• REQUIRED WORK
The entire listing below must be written out word for word.

• EXTRACTED ENTRIES
========================

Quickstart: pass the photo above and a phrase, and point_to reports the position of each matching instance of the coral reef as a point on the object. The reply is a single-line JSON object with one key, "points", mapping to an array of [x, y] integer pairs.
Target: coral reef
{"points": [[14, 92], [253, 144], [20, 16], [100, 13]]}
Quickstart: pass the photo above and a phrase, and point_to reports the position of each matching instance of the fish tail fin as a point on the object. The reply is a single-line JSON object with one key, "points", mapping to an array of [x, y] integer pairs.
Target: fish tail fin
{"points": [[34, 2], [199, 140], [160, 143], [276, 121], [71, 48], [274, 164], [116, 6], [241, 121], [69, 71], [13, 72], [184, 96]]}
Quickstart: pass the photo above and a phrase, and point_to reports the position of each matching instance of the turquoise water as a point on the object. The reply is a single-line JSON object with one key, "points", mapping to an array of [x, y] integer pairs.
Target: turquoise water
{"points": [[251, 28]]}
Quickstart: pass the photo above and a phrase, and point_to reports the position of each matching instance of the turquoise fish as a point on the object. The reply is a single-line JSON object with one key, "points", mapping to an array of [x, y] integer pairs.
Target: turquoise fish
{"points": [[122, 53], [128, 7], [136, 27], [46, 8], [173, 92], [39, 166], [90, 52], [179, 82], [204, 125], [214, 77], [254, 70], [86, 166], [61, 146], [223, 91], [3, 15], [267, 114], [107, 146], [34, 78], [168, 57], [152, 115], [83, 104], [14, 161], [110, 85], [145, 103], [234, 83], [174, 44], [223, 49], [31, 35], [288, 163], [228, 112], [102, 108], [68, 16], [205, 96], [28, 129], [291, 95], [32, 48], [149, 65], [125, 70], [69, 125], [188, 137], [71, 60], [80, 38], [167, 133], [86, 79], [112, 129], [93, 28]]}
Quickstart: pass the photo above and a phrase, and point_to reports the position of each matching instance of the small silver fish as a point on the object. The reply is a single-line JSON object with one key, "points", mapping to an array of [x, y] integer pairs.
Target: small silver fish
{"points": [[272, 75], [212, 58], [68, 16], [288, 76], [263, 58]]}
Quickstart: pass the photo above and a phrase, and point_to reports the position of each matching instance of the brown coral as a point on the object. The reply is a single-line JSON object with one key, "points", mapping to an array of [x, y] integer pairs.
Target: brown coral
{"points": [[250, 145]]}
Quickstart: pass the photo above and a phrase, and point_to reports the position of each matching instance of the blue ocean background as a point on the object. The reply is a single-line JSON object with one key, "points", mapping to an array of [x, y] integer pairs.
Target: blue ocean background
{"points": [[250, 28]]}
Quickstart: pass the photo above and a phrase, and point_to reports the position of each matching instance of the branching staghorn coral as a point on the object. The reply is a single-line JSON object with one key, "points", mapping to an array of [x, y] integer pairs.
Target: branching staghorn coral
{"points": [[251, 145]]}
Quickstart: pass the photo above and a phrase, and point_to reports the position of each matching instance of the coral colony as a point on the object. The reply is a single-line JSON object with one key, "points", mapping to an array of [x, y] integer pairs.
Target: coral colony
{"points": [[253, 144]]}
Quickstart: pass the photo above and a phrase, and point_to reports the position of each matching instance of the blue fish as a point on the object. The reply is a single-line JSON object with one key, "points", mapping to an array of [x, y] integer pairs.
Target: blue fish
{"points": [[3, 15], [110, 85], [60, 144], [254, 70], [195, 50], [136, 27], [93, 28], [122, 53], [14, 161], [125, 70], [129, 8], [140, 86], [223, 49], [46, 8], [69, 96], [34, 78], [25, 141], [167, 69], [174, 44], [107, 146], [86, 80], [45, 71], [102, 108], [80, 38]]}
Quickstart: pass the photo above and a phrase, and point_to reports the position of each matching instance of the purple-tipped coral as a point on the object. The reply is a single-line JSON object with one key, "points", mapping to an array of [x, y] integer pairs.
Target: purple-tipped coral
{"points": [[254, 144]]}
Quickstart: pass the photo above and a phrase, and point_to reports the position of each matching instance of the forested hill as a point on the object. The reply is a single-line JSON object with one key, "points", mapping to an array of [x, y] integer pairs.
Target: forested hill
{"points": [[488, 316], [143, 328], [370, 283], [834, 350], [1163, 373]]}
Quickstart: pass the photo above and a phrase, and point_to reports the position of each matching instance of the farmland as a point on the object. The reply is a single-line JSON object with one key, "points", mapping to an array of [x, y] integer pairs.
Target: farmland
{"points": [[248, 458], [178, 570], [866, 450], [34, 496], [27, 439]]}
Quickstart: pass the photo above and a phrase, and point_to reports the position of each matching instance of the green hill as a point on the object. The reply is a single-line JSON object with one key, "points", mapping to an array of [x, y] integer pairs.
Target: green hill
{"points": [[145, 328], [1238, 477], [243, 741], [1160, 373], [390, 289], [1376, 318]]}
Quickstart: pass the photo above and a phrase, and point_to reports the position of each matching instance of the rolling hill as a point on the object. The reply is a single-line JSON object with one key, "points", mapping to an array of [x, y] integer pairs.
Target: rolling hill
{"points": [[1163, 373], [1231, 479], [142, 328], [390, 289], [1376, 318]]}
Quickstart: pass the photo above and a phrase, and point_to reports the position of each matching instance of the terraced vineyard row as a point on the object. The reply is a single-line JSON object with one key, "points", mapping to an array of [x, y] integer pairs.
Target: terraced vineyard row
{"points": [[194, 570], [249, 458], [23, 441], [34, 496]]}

========================

• RESPONSE TO THE TASK
Quickstart: pass the photo above and a phrase, and point_to reports the position of each matching instance of the coral reef as a point on the object. The reply is a single-line JSON object with one key, "points", mapping to an array of [x, y] integer pairs.
Target: coral reef
{"points": [[14, 92], [253, 144], [20, 16], [100, 13]]}
Quickstart: pass the photo above and a phrase, and point_to reports the position of each matching instance of the fish tail fin as a point on the object. The reply is a single-line JSON object with one key, "points", mapping to an array of [x, y] integer pairs.
Target: fish tail fin
{"points": [[34, 2], [199, 140], [160, 143], [276, 121], [71, 48], [274, 164], [116, 6], [241, 121], [69, 71], [13, 72], [184, 96]]}
Quickstart: pass the photo above and a phrase, and point_to reports the position of each matching instance of the turquoise water as a point on the object. The reply is a single-line JSON object with one key, "points", mapping to an array of [x, y] integer pairs.
Target: turquoise water
{"points": [[251, 28]]}
Quickstart: pass the photo above and a phrase, and point_to reports the position of each matching instance of the turquoise fish as a point on the object. The reply is a single-line JSON object with one key, "points", mapping to an array of [x, y] integer pairs.
Target: turquoise fish
{"points": [[122, 53], [128, 7], [136, 27], [46, 8], [173, 92], [39, 166], [90, 52], [179, 82], [204, 125], [214, 77], [254, 70], [86, 166], [61, 146], [223, 91], [3, 15], [267, 114], [107, 146], [34, 78], [168, 57], [152, 115], [83, 104], [14, 161], [110, 85], [145, 103], [234, 83], [174, 44], [223, 49], [31, 35], [288, 163], [228, 112], [102, 108], [68, 16], [205, 96], [28, 129], [291, 95], [32, 48], [149, 65], [125, 70], [69, 125], [188, 137], [71, 60], [80, 38], [167, 133], [86, 79], [112, 129], [93, 28]]}
Quickstart: pass the photo above and a phrase, and point_to reports the position of each matching instance of the small silver fish as a point on the object. The reply is a single-line JSON object with one key, "points", mapping to an array of [x, y] integer pairs.
Target: small silver fish
{"points": [[272, 75], [212, 58], [68, 16], [288, 76], [263, 58]]}
Quickstart: pass the photo above and a phrase, and point_to reports the position of each matching instance of the brown coral as a point on the object. The reply is a single-line JSON object with one key, "points", mapping to an array of [x, y] integer pairs.
Target: brown coral
{"points": [[250, 145]]}
Quickstart: pass the photo above and a phrase, and point_to reports the position of each matching instance of the blue ocean background as a point on the object. The reply is a single-line JSON object with one key, "points", mapping to an array of [x, y] integer pairs.
Target: blue ocean background
{"points": [[250, 28]]}
Quickstart: pass the photo above and a phrase, and point_to reports the position of each matching instance of the branching staghorn coral as a point on the object. The reply is a single-line JSON object with one key, "points", mapping to an array of [x, y] integer pairs.
Target: branching staghorn coral
{"points": [[251, 145]]}
Quickstart: pass the photo above and a phrase, and point_to reports the position of each matching instance of the coral colony as a point on the object. The reply is a single-line JSON object with one key, "points", mapping to an array of [x, y] integer pairs.
Target: coral colony
{"points": [[253, 144]]}
Quickstart: pass the photo above and a phrase, and point_to reports the position of each matching instance of the blue fish as a point on the object. The reply is a single-line JSON object with one key, "points", mapping to an array of [x, y] integer pairs.
Target: blue fish
{"points": [[3, 15], [110, 85], [60, 144], [254, 70], [195, 50], [136, 27], [93, 28], [122, 53], [14, 161], [125, 70], [129, 8], [140, 86], [223, 49], [46, 8], [69, 96], [34, 78], [25, 141], [167, 69], [174, 44], [107, 146], [86, 80], [45, 71], [102, 108], [80, 38]]}
Quickstart: pass the photo above and a phrase, and point_to reports the position of each matching instance of the purple-tipped coral as a point on the object. The reply is a single-line JSON object with one key, "points", mapping to an array of [x, y] integer pairs.
Target: purple-tipped coral
{"points": [[254, 144]]}
Quickstart: pass the photo above and a phrase, and point_to reports the position of each matching instance of the forested hill as a point on the object. The reply is a single-line JSON object with one key, "points", mapping to an array of [x, y] integer pairs.
Target: forested hill
{"points": [[488, 316], [143, 328], [370, 283], [834, 350], [1163, 373]]}
Quickstart: pass the photo above and a phrase, and point_to reports the position of each matching instance of the farmland as a point on the object. The reply is a single-line JSON object with one key, "points", mapping to an array of [x, y] integer pairs.
Target: farmland
{"points": [[248, 458], [178, 570], [866, 450], [34, 496], [27, 439]]}
Quickstart: pass the photo above and a phrase, and point_to reports the position of each matching instance of the green hill as a point on the object. The reply is a single-line JSON object with one key, "points", mapping to an array of [x, y] integer pairs.
Target: green hill
{"points": [[145, 328], [1238, 477], [243, 741], [1160, 373], [390, 289], [1376, 318]]}
Quickstart: pass the photo above and a phrase, and point_to reports the position of each matching instance of the rolling hill as a point on the object. The reply is a single-line JSON object with one key, "points", mapping to an array of [x, y] integer pairs.
Target: rolling hill
{"points": [[1163, 373], [1231, 479], [142, 328], [390, 289], [1376, 318]]}
Quickstart: pass the photo above and a phrase, and point_to reports the position of each matching instance of the terraced vineyard row as a point on the object. The reply is a single-line JSON object with one key, "points", mapping to an array of [x, y] integer pairs.
Target: terraced vineyard row
{"points": [[194, 570], [249, 458], [23, 441], [34, 496]]}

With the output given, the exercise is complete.